Extract provided:
BEGIN

Yesterday was gruesome:

This year has been gruesome, except for energy and some pharma. this is a year to date heat map.

There have been as many predictions as Carter had liver pills. (I actually bought this metal plague on eBay to remind of predictions and “cures”.)

I am 73% in cash. I have accounts — one with Fidelity where I try to be intelligent and pick hot stocks. And one with Vanguard that consists entirely of two index funds — VGT and VTI — which I don’t touch. You don’t have to be a genius to to know which one has done better. Which makes me profoundly depressed.

My previous blog was headed “Will stocks fall further? The consensus is Yes. Mr. Market is ornery. And …..

Everyone and their uncle has predictions. I’ve been reading and watching.

Jeremy Grantham was on CNBC yesterday, which wrote a story this morning “Jeremy Grantham says today’s bubble is worse than 2000, calls stocks to at least double their losses.”

If you subscribe to CNBC Pro (I do), you can read the summary and watch the video. Click here.

END

Work to be completed: Carry on the blog post about this year's stock market slump, starting right after its last sentence. You don't need the entries that follow the blog post for anything.

Point location data:
BEGIN

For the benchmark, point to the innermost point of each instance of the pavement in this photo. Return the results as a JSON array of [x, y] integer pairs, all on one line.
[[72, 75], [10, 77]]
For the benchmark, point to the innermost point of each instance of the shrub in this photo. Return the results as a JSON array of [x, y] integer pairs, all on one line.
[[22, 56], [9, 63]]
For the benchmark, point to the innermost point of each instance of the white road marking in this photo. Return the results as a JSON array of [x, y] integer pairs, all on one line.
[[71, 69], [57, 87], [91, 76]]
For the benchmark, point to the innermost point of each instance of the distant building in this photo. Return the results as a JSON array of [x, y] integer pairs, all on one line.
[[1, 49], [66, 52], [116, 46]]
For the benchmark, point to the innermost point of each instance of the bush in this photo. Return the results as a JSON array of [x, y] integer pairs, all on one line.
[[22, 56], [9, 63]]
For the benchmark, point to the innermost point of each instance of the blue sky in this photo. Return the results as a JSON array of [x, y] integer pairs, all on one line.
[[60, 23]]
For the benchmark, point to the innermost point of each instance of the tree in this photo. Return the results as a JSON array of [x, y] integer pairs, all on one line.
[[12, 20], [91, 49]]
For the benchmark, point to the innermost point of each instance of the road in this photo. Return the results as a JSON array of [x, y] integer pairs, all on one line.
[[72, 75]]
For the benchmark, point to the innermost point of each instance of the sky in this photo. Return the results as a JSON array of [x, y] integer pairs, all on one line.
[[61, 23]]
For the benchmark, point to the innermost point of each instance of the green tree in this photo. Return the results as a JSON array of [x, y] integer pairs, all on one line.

END

Response:
Here are some sentences from that CNBC Pro article:

“The other day, we were down about 19.9% on the S&P 500 and about 27% on the Nasdaq. I would say at a minimum, we are likely to do twice that,” the co-founder of GMO told CNBC’s Kelly Evans on “The Exchange” Wednesday. “If we are unlucky, which is quite possible, we would do three legs like that and it might take a couple of years as it did in the 2000s.”

Grantham is a widely followed investor and market historian, known for predicting the 2008 bear market and the burst of the dot-com bubble in 2000. He has been warning of extreme speculative activities in the market since the depth of the pandemic

“This bubble superficially looks very much like 2000, focused on U.S. tech and led by the Nasdaq going to incredible highs,” Grantham said.

The technology sector has been at the epicenter of the market turmoil this year, especially hitting unprofitable firms and richly valued software names. The tech-heavy Nasdaq Composite is sinking deeper into a bear market in the face of rising rates, off about 29% from its all-time high.

Still, the 83-year-old investor said there are some key differences to the two bubbles. In 2000, the sell-off was concentrated in U.S. stocks, while other assets like bonds, commodities and housing held up well, Grantham said.

“We are really messing with all of the assets. This has turned out historically to be very dangerous,” he said. “The combination of stocks and housing proved quite dangerous. We would have a severe recession.”

At the beginning of 2022, Grantham issued a dire warning, saying the end of “bubble extravaganza” was coming and called for stocks to drop 45%.

I’ve sold virtually all my “expensive” tech stocks. I don’t have any which are losing money. I have some energy stocks. My biggest present winner is UNH. Go figure. Apple is my biggest loser.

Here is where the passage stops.